Document excerpt:
— START —
This data analysis uses data from U.S. National Oceanic and Atmospheric Administration’s (NOAA) storm database, collected from 1950 to November 2011.
The goal of the data analysis is to investigate the effects of severe weather events on population health and economy.
We found that the weather events that cause the most harm to population health are tornados, as they caused the most fatalities, deaths and overall casualties. The weather events that caused the most severe agricultural damages are drought. The weather events that caused the most property damages and combined monetary damages are floods.
From the course website, we downloaded the dataset provided by U.S. National Oceanic and Atmospheric Administration’s (NOAA) storm database, and loaded the raw data into R.
file_url <- "https://d396qusza40orc.cloudfront.net/repdata%2Fdata%2FStormData.csv.bz2"
download.file(file_url, destfile="StormData.csv.bz2")
stormraw <- read.csv("StormData.csv.bz2")
After reading the raw dataset, we check the dataset dimension and column headers.
dim(stormraw)
## [1] 902297 37
names(stormraw)
## [1] "STATE__" "BGN_DATE" "BGN_TIME" "TIME_ZONE" "COUNTY"
## [6] "COUNTYNAME" "STATE" "EVTYPE" "BGN_RANGE" "BGN_AZI"
— END —
Given information:
— START —
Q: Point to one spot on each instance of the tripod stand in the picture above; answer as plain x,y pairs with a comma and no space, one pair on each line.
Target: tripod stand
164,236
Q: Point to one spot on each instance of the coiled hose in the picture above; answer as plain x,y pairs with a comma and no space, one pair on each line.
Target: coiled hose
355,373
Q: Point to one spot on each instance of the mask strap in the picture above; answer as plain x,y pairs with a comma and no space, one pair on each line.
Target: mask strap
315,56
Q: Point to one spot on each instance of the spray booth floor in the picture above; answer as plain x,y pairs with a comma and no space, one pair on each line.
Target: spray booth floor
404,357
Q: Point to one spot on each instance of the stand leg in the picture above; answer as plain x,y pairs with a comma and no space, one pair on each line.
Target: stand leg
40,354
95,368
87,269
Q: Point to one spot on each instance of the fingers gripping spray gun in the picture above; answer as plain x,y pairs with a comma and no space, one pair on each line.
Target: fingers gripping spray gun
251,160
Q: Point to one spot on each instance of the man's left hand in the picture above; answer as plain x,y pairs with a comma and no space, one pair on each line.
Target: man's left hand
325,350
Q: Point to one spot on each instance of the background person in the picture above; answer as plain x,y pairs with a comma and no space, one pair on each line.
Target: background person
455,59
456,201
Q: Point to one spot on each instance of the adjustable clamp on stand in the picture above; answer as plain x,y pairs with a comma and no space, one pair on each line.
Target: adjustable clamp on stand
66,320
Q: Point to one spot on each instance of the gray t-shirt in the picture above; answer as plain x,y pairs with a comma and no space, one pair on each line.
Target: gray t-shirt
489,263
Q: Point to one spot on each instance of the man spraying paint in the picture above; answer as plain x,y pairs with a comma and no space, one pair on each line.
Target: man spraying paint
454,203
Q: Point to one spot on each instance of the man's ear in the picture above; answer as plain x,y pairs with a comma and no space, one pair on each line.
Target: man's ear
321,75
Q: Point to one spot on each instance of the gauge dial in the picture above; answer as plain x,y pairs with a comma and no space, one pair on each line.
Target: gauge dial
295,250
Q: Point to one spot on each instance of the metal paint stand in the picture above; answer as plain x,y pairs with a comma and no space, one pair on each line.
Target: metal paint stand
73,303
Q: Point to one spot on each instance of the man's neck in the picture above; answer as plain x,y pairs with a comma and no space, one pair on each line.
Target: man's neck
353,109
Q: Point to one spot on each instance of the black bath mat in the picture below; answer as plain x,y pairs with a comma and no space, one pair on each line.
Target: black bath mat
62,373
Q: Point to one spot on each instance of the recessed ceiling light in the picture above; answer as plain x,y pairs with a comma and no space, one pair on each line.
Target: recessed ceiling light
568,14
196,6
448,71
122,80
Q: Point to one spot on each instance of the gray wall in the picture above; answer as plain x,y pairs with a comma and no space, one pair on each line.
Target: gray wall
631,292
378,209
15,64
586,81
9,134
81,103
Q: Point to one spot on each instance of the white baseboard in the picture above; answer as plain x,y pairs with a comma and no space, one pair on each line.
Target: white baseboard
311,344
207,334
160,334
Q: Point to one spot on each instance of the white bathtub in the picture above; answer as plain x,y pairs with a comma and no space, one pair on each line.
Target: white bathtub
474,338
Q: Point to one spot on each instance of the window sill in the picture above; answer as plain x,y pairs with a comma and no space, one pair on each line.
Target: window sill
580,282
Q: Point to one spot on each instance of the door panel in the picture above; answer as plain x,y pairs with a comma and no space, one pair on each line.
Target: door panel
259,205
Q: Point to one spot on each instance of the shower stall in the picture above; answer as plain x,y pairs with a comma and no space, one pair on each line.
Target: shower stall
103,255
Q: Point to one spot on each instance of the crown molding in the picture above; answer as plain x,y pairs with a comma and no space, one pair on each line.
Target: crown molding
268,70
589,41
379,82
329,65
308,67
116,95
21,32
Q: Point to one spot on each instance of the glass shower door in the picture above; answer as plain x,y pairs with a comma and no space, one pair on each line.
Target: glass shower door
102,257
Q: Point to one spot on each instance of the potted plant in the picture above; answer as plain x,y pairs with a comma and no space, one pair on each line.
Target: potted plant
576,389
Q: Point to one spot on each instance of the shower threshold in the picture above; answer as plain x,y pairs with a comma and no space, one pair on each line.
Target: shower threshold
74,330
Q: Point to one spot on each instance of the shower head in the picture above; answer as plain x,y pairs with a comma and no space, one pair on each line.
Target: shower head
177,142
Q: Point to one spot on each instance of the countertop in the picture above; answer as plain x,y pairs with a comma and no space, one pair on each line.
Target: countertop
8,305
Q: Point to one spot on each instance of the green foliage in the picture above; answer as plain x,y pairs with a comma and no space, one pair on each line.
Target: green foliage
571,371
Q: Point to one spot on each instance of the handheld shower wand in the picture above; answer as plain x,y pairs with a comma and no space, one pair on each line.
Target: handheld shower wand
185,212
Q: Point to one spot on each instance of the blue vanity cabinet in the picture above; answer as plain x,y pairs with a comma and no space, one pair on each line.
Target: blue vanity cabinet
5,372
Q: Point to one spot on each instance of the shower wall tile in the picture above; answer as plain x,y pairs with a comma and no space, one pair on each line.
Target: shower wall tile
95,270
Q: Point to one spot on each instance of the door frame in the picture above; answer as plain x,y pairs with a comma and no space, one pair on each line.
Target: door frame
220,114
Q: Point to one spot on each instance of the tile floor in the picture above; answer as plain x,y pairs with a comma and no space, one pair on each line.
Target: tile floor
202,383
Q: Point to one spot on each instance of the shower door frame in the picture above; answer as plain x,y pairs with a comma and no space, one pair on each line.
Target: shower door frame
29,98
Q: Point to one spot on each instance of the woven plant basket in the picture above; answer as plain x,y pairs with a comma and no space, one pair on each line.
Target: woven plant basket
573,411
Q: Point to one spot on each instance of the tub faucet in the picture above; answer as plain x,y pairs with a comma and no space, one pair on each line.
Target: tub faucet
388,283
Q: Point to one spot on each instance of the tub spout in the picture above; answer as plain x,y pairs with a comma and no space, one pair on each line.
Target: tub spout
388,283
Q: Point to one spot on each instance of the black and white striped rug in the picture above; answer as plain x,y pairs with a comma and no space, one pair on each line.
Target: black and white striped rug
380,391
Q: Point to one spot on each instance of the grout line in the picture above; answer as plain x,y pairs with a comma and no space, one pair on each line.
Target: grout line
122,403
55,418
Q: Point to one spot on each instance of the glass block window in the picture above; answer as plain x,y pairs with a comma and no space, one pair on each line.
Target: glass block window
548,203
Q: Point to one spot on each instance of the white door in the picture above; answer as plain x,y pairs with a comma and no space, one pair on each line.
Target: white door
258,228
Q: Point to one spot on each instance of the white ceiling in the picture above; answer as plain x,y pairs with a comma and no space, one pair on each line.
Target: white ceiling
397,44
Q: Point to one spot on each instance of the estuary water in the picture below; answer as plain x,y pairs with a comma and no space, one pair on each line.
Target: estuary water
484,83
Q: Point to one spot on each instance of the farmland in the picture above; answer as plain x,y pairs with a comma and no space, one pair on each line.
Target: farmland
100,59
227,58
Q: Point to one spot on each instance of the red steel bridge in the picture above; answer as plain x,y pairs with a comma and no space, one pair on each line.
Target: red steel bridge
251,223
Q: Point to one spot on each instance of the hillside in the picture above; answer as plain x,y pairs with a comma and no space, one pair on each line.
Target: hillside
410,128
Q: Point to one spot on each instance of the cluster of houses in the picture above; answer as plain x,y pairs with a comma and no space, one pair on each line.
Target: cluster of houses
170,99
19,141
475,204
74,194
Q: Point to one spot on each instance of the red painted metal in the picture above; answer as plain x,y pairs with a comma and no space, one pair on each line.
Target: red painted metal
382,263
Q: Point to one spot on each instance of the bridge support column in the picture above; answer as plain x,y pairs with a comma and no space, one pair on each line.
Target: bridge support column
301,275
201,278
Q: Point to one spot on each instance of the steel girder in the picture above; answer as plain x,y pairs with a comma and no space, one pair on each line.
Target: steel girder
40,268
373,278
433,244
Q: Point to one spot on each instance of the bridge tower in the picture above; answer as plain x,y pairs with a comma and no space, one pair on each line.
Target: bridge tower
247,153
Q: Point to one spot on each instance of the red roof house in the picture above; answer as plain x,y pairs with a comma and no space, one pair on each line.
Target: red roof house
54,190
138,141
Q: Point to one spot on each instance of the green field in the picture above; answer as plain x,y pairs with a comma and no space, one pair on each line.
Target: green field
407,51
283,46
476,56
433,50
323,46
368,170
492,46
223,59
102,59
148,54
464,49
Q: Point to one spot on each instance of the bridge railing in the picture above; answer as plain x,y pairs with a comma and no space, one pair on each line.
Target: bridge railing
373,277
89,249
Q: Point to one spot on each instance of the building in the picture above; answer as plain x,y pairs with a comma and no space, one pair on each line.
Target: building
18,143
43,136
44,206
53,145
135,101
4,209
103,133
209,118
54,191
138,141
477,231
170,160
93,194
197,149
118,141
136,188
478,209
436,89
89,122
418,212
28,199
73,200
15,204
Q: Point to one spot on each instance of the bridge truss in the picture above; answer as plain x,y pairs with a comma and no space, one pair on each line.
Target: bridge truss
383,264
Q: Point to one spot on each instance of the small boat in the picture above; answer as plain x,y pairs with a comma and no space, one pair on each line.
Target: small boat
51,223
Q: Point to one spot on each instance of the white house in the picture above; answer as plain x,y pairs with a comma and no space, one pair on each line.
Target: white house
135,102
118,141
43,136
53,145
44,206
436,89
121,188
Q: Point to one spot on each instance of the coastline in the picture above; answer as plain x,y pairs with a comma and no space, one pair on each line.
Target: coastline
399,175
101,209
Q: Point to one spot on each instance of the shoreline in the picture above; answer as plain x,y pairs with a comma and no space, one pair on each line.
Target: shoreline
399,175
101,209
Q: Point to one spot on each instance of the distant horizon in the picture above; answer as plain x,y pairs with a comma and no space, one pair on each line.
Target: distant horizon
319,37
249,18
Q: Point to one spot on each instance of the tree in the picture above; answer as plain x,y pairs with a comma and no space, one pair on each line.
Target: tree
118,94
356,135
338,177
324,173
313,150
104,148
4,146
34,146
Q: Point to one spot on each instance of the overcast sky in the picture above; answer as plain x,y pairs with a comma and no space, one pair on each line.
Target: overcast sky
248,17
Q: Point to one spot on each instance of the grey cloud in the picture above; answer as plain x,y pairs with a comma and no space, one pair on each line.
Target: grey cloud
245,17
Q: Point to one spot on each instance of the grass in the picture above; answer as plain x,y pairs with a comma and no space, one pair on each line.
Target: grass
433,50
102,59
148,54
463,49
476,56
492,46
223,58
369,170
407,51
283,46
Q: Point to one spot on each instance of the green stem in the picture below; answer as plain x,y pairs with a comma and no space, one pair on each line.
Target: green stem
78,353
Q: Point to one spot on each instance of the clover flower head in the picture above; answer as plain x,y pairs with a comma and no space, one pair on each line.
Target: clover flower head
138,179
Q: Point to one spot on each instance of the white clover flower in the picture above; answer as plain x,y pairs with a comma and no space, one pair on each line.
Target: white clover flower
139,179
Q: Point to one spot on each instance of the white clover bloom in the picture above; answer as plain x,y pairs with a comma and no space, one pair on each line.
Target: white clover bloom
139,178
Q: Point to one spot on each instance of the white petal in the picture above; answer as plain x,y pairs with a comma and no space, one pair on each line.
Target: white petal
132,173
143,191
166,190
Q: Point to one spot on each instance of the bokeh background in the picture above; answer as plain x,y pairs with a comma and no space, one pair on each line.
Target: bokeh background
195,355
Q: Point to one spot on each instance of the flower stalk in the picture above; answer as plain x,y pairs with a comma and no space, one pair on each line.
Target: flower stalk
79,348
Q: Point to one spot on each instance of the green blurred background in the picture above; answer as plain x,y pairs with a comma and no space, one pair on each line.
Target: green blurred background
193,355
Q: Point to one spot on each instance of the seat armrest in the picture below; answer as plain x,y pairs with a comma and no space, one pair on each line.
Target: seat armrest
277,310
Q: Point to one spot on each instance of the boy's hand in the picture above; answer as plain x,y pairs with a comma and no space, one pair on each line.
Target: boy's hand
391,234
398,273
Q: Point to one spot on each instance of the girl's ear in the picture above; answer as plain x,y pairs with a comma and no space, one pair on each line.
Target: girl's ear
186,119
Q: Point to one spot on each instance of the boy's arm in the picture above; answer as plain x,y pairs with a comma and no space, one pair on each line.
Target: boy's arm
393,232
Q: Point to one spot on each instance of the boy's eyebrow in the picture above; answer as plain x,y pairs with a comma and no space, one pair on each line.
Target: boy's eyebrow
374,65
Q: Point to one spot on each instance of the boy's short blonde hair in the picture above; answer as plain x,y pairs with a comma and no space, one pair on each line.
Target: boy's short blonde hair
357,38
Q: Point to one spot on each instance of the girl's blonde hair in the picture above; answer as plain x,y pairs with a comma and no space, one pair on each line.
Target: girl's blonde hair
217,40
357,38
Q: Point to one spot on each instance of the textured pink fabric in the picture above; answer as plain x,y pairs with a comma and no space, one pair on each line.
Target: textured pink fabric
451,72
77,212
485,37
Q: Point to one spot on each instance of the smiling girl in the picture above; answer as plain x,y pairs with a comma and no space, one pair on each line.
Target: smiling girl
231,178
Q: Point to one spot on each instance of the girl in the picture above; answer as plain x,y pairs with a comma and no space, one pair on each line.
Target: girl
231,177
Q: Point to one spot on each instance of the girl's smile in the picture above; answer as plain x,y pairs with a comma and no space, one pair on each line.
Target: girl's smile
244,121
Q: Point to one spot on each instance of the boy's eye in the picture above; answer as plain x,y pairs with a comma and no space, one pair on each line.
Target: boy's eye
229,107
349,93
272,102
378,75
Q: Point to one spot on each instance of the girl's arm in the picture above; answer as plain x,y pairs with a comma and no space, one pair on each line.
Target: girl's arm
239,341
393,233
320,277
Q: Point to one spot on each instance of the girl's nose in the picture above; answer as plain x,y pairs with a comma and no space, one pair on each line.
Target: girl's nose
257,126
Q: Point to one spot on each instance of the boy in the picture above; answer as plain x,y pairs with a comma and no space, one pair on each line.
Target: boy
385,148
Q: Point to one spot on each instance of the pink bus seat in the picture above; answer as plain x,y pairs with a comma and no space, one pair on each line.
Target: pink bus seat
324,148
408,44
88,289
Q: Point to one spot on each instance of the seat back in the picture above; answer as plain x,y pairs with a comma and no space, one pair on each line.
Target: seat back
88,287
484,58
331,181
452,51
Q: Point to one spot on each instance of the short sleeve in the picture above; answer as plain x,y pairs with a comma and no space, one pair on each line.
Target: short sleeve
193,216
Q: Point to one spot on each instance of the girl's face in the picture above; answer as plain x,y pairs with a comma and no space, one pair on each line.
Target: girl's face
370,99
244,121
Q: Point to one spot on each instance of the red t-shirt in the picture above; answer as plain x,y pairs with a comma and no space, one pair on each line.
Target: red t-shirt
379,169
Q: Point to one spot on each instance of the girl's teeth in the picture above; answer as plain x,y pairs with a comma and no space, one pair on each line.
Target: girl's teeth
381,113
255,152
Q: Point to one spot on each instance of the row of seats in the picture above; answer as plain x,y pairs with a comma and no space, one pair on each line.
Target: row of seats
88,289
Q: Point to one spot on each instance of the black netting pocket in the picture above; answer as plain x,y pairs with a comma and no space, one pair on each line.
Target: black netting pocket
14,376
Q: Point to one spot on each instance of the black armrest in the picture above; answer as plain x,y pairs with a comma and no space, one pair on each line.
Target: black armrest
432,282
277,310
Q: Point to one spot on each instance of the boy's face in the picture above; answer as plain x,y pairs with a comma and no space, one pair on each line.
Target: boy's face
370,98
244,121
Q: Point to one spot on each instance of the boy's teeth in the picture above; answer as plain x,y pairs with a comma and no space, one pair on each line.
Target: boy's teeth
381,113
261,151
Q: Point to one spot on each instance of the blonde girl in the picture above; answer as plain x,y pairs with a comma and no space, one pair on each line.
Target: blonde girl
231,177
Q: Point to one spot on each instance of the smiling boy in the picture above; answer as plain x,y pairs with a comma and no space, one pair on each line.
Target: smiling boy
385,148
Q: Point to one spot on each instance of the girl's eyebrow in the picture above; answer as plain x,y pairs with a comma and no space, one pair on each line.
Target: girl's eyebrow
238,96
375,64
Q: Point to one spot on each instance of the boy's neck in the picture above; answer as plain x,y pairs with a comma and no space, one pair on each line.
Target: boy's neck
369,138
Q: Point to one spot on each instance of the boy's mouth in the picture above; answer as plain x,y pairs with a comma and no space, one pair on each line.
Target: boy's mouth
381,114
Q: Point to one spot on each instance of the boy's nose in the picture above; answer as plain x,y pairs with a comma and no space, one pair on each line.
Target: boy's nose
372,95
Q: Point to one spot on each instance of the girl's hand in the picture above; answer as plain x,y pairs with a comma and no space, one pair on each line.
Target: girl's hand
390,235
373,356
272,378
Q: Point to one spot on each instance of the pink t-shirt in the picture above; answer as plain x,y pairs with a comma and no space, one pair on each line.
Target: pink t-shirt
— END —
Requests:
1. Please reproduce the storm analysis write-up word for word, starting with "From the course" and going on through "data into R.".
2. Write the next part of the storm analysis write-up, picking up right after its final line.
The data above stands apart from the storm analysis write-up.

Per-task outputs:
1.
From the course website, we downloaded the dataset provided by U.S. National Oceanic and Atmospheric Administration’s (NOAA) storm database, and loaded the raw data into R.

2.
## [11] "BGN_LOCATI" "END_DATE" "END_TIME" "COUNTY_END" "COUNTYENDN"
## [16] "END_RANGE" "END_AZI" "END_LOCATI" "LENGTH" "WIDTH"
## [21] "F" "MAG" "FATALITIES" "INJURIES" "PROPDMG"
## [26] "PROPDMGEXP" "CROPDMG" "CROPDMGEXP" "WFO" "STATEOFFIC"
## [31] "ZONENAMES" "LATITUDE" "LONGITUDE" "LATITUDE_E" "LONGITUDE_"
## [36] "REMARKS" "REFNUM"
To analyze the impact of weather events on population health, we create a new variable casualties which is the sum of fatalities and injury.
##subset for Fatalities and Injuries
storm_population <- stormraw[, c("EVTYPE", "FATALITIES", "INJURIES")]
##calculate Casualties= FATALITEIS+INJURIES
storm_population$Casualties <- storm_population$FATALITIES + storm_population$INJURIES
##confirm that there is no missing values in this subset
sum(is.na(storm_population))
## [1] 0
We then grouped the data by event types and evaluated the total deaths, injuries and casualties for each type of events.
##group data by event types
library(dplyr)
##
## Attaching package: 'dplyr'
## The following objects are masked from 'package:stats':
##
## filter, lag
## The following objects are masked from 'package:base':
##
## intersect, setdiff, setequal, union
storm_casualties_bytype <- storm_population %>%
group_by(EVTYPE) %>%
summarise(occurence=n(),
fatalities_total=sum(FATALITIES),
injuries_total=sum(INJURIES),
casualties_total=sum(Casualties),
)
##acquire top 5 event types that causes the highest deaths, injuries and casualties
top5fatalities_total <- storm_casualties_bytype %>%
slice_max(order_by = fatalities_total, n=5)
top5injuries_total <- storm_casualties_bytype %>%
slice_max(order_by = injuries_total, n=5)
top5casualties_total <- storm_casualties_bytype %>%
slice_max(order_by = casualties_total, n=5)
print(top5fatalities_total)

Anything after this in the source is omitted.